- **Passage given**
# # # # #

Web
Searching
When
using research methodologies, the WorldWideWeb may be viewed as one electronic
information medium to be considered with print, audiovisual, and other
electronic information media. In addition, as is the case with all
information media, one must understand how to effectively find valid and
reliable information on the Web. This "Web Searching" guide will
help you to be a better Web researcher, as well as help you to better
evaluate Web sites you find in your research.
Web
Site Evaluation
Web Searching - General Issues
Web Searching Principles and Guidelines
Web Search Directories
Web Search Engines
Web Metasearch Engines
Invisible Web
Additional Resources
Web
Site Evaluation
A
WorldWideWeb "site" is composed of many "pages." Current size estimates
of the indexable Web put it at 11.5 billion pages, and the Invisible
Web may be as large as 500 billion pages. [For statistics,
news, and research information on the Web, consult ClickZ.] With all these
Web pages, how can you find the
information you want? In addition, even if you find a Web site that
appears to have your desired information, how can you know if the Web
site is reliable? You can probably trust sites from established
organizations, but what about Web sites of organizations you know nothing
about?
Web
Site Home Page and Site Index
When
evaluating a Web site, go to its "home page," or opening page of the site,
and look for these key pieces of information:
-
Purpose
- Scope
of Services and Information
- Navigation
Methods
- Help
Information
If
the home page doesn't address this information, look for a link to the
"site index" or "site map." As its name implies, the site index
is like the index of a book. Examining the site index should help
you decide if the Web site has the information you want.
Web
Site Evaluation Criteria
Beyond
the home page and site index, consider the following criteria when evaluating
a Web site:
- Credibility /
History - who created the site; are they a reliable authority; who are
their affiliations, partners, or sponsors?
- Purpose / Philosophy
- why was the site created?
- Audience / Relevance
- who was the site designed for?
- Content - what
are the site's topics or subjects?

# # # # #

- **Listed records**
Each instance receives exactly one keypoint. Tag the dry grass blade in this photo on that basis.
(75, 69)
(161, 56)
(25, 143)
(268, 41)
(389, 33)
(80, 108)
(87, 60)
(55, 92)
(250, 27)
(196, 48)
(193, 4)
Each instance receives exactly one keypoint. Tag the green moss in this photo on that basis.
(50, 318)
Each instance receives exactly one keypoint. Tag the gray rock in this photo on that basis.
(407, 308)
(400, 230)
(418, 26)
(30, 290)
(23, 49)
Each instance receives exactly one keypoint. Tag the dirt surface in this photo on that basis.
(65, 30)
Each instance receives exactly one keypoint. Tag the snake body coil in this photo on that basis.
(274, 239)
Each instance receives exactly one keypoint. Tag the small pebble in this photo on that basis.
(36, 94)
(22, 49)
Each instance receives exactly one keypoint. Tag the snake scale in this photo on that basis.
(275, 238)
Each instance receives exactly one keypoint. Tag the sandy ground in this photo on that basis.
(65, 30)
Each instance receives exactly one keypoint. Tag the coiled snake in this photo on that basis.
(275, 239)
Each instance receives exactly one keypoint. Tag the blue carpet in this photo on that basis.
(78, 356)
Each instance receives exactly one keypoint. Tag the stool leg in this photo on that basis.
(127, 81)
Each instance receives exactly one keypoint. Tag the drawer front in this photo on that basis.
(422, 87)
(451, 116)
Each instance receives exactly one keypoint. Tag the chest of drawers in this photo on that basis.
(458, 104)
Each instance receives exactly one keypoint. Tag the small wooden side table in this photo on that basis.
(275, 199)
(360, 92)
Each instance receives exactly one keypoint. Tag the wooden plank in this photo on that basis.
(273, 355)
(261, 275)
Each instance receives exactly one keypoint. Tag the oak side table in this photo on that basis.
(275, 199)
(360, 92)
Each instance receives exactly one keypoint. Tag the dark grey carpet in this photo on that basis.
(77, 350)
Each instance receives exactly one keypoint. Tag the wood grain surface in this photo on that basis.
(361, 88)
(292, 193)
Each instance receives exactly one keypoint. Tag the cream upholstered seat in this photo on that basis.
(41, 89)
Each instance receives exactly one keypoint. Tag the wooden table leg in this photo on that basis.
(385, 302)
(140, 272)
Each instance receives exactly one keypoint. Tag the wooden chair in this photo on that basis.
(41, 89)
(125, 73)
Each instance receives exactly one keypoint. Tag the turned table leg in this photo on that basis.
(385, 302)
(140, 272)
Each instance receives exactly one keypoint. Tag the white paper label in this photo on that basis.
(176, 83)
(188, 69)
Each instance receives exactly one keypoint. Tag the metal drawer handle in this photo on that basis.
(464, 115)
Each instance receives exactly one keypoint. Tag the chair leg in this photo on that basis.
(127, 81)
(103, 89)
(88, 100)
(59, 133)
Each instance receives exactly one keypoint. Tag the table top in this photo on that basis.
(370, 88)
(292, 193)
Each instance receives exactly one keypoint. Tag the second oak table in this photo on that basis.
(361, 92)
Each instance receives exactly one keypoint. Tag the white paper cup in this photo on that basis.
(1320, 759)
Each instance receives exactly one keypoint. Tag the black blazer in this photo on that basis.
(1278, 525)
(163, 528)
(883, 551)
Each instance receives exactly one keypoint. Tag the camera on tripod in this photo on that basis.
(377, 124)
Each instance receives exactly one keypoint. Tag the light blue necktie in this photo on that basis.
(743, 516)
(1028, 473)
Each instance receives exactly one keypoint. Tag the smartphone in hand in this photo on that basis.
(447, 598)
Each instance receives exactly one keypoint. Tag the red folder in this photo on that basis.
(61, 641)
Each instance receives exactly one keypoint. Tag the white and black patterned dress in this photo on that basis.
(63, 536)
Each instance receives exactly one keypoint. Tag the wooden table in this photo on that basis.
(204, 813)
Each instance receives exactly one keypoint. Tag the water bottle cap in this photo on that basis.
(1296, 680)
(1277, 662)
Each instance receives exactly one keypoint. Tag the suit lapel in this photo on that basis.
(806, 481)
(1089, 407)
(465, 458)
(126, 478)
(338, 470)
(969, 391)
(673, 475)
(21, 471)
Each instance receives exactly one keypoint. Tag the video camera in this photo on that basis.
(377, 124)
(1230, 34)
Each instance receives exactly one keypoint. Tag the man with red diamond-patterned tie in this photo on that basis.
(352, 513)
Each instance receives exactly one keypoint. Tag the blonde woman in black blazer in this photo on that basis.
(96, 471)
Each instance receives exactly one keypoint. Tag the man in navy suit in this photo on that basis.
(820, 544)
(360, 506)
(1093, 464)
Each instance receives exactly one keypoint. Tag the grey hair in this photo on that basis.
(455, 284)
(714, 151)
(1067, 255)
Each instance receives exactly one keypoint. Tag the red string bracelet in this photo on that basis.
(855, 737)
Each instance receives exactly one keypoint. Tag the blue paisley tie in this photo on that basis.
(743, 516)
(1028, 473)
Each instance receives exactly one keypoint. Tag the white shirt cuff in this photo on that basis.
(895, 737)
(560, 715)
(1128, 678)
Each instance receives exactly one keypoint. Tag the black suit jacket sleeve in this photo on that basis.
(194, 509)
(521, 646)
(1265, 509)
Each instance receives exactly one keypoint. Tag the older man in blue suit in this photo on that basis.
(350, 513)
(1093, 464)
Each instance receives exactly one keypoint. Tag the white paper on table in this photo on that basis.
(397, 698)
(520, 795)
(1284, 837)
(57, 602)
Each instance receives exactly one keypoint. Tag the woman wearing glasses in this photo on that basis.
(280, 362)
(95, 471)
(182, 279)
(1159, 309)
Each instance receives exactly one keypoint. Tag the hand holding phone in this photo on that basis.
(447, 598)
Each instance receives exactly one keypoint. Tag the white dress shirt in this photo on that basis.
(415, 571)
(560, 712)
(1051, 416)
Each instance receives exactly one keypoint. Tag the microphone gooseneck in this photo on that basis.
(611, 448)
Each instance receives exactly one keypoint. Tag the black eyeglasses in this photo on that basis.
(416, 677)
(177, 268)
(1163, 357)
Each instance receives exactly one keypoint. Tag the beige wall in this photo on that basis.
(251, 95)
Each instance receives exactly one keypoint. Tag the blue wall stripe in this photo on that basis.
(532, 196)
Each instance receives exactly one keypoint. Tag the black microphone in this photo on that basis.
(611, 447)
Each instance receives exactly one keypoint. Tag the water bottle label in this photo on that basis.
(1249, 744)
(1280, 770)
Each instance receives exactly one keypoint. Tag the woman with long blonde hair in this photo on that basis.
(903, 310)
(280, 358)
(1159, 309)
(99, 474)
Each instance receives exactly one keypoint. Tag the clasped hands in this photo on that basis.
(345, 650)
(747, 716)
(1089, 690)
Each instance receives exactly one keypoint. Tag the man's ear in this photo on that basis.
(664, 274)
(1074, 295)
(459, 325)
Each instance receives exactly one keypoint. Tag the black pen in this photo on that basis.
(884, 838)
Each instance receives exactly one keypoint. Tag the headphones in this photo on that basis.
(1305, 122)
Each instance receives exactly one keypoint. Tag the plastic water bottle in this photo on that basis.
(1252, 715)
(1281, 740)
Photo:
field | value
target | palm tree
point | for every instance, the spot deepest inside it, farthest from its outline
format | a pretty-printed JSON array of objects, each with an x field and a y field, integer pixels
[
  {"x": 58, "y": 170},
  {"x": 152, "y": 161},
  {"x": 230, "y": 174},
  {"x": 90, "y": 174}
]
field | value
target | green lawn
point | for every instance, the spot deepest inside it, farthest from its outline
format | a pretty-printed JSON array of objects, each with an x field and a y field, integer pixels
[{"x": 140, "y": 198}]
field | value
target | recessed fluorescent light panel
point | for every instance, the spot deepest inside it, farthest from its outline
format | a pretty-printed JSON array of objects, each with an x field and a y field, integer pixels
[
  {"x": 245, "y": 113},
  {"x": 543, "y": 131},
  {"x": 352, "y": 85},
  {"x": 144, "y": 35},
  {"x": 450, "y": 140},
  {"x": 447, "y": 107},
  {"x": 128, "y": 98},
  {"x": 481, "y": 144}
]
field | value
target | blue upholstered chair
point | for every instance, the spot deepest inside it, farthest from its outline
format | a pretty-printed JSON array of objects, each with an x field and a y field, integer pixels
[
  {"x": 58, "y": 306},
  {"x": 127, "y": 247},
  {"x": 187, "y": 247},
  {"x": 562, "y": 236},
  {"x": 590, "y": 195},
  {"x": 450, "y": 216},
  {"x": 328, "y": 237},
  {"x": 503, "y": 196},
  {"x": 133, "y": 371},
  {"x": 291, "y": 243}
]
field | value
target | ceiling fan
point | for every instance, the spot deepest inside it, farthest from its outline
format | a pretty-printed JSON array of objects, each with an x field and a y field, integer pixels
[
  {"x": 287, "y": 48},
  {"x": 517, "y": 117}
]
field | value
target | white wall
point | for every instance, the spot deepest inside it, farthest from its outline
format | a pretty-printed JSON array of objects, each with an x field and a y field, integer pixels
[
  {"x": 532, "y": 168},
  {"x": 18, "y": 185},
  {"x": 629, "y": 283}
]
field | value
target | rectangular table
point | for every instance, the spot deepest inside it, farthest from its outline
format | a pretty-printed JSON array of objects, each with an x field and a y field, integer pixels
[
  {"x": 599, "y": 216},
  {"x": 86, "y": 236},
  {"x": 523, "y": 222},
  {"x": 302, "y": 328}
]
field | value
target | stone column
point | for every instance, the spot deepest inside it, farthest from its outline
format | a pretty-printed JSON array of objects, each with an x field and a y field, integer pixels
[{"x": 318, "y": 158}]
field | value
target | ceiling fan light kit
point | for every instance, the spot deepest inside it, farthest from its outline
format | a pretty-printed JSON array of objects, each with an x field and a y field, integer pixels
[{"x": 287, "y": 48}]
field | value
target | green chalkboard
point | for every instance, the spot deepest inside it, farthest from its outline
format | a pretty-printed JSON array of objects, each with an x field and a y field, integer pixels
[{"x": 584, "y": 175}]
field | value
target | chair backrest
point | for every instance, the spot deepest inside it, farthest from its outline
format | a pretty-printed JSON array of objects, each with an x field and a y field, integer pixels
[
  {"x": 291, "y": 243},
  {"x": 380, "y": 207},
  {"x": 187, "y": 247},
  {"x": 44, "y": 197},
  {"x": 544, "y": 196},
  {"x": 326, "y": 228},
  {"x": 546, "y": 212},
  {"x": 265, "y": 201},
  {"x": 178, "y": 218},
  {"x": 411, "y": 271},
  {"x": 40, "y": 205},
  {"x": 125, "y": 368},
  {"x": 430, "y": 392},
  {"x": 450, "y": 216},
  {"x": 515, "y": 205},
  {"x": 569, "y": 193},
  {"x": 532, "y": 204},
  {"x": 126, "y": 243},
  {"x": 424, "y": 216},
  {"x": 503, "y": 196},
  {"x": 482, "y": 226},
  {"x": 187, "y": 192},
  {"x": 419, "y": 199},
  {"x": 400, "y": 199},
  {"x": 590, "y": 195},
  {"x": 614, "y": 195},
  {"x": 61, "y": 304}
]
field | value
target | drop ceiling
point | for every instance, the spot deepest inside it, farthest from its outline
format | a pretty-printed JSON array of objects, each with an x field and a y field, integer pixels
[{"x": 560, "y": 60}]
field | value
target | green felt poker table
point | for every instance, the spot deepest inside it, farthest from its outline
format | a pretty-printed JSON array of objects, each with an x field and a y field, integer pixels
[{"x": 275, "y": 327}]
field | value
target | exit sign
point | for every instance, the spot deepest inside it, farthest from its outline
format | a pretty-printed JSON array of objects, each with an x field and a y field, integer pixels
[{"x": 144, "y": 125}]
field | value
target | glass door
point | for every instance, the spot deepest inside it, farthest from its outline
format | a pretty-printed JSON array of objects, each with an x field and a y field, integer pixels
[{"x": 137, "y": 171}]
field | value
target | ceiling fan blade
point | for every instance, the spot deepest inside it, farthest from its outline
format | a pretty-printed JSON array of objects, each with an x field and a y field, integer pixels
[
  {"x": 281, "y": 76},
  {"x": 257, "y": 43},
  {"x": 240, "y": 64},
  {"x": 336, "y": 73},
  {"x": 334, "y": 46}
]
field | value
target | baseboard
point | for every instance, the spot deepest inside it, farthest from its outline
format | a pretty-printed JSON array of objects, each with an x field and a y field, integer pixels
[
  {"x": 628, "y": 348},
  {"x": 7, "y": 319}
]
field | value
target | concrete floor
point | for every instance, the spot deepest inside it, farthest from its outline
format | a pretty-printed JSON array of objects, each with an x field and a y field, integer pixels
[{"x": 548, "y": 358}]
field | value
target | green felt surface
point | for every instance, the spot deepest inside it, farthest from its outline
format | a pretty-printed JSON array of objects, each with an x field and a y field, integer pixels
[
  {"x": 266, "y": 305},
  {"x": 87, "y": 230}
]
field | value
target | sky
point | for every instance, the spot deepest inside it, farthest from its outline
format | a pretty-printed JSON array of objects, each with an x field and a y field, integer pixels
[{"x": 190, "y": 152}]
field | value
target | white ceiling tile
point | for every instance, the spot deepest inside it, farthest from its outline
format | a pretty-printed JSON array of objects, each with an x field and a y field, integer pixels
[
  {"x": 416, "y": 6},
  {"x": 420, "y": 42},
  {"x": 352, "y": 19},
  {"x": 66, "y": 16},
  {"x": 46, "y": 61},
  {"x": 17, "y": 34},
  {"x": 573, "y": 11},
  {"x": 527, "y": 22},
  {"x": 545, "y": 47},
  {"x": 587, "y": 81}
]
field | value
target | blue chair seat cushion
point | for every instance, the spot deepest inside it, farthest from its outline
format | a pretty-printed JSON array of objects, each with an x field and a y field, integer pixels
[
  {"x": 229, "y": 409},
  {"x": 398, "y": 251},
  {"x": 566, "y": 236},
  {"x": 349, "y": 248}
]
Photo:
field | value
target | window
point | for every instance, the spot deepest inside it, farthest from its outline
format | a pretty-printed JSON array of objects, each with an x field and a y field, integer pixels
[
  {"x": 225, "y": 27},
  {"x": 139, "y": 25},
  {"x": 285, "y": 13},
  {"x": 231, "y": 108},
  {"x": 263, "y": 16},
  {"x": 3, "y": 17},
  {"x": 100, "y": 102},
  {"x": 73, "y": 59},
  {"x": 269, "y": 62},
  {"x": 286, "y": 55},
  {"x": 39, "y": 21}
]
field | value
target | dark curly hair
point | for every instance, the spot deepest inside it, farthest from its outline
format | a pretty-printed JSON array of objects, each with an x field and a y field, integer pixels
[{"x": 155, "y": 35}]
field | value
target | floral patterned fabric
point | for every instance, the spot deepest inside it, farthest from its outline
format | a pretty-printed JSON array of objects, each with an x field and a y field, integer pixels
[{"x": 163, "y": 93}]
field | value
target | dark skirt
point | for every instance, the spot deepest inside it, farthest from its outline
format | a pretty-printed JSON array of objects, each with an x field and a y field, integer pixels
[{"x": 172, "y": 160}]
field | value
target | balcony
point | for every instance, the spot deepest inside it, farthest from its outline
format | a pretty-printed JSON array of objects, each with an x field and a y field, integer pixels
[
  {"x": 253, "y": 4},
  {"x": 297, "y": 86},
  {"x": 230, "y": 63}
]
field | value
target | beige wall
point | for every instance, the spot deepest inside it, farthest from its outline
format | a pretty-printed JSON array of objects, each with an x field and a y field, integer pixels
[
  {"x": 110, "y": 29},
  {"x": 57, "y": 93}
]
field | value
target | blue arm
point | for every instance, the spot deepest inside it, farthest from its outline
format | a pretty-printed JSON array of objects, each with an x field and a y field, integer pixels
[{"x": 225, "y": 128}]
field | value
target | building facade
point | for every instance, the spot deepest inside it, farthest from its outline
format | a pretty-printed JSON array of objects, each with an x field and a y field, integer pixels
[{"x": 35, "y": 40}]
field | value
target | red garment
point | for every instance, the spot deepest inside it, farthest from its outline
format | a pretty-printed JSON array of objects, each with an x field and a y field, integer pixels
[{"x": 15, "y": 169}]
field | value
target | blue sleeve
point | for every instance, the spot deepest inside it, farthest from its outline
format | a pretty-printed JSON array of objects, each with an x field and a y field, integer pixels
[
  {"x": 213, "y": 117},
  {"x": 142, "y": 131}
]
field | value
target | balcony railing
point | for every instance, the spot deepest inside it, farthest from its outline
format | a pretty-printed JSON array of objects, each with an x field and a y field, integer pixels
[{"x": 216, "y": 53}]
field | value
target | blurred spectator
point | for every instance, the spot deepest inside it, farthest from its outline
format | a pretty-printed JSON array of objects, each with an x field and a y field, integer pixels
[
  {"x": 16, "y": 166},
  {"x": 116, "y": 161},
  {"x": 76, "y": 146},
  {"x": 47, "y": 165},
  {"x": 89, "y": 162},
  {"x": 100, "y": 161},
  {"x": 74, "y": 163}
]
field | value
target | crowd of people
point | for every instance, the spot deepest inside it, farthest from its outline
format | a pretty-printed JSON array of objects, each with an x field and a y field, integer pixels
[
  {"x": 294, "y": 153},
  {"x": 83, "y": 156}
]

# # # # #

- **Your instructions**
Go on with the Web searching guide from the point where it stops. The data has no connection to the Web searching guide.

- **Exercise response**
- Scope / Context
/ Coverage - how much information on a topic does the site cover; does
the site report its size and growth rate?
- Selection Criteria
/ Critical Thinking / Objectivity / Censorship - how is information
selected for the site?
- Accuracy / Documentation
- does the site document its sources?
- Currency / Updating
- how often is the site's information updated and what is the scope
of that updating?
- Writing Quality
- can you cognitively understand the site's information?
- Design / Presentation
Format - can you visually or auditorially understand the site's information?
- Stability / Continuity
/ Maintenance - can you consistently connect to the site?
- Accessibility
- is the site accessible via different browsers; does the site have
"text only" or "no frames" versions?
- Interface - can
you understand the site's graphical and textual controls; how quickly
do these controls operate?
- Navigation / Site
Index / Searchability - can you understand how to find information on
the site?
- Connectivity -
does the site link to other helpful sites?
- Help Information
/ Frequently Asked Questions / Customer Support
- Usefulness / Value-to-Cost
Ratio - how does the site compare to other analogous sites; if it's
a fee-based site, is its information worth the cost?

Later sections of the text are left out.